DO THIS
Count the lines in the records below that contain the string "floodwater". Reply with the number alone.
-------- DATA
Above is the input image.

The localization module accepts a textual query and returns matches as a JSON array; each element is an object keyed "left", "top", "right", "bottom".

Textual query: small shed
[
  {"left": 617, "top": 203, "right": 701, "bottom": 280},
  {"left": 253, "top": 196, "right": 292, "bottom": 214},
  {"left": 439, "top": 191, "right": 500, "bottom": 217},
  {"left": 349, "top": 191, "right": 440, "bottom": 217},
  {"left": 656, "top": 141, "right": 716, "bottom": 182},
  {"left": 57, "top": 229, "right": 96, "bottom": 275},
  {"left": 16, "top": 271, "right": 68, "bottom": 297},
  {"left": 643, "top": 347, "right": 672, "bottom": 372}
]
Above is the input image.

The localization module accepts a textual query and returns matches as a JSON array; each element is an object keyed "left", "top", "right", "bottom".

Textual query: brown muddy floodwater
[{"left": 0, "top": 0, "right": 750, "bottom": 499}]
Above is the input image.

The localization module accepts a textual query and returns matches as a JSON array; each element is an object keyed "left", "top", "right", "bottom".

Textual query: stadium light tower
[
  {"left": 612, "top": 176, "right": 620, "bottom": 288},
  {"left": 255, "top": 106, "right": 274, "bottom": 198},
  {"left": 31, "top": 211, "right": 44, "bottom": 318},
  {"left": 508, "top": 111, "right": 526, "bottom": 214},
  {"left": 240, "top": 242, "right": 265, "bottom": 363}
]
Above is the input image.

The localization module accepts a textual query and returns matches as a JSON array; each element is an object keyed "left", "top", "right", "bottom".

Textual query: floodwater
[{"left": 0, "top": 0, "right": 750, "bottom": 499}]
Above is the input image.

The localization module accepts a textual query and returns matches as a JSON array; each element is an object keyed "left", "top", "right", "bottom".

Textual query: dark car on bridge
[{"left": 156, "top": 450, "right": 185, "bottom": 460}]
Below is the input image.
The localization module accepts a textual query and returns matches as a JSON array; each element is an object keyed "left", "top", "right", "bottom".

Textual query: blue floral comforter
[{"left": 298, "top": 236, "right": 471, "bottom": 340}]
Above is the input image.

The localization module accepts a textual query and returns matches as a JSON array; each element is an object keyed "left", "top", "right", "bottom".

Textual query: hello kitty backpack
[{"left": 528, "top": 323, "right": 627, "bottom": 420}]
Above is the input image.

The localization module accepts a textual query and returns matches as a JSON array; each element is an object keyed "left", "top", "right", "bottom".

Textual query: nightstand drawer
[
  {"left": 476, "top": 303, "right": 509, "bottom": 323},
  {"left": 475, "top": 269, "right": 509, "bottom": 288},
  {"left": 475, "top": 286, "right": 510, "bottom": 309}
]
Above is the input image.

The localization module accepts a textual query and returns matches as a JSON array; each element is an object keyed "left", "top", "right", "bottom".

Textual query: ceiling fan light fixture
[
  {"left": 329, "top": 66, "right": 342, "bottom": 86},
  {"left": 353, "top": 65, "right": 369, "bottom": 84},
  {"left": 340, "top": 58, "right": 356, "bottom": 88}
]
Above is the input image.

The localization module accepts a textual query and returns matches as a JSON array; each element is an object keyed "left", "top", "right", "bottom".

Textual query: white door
----------------
WRITTEN RESPONSE
2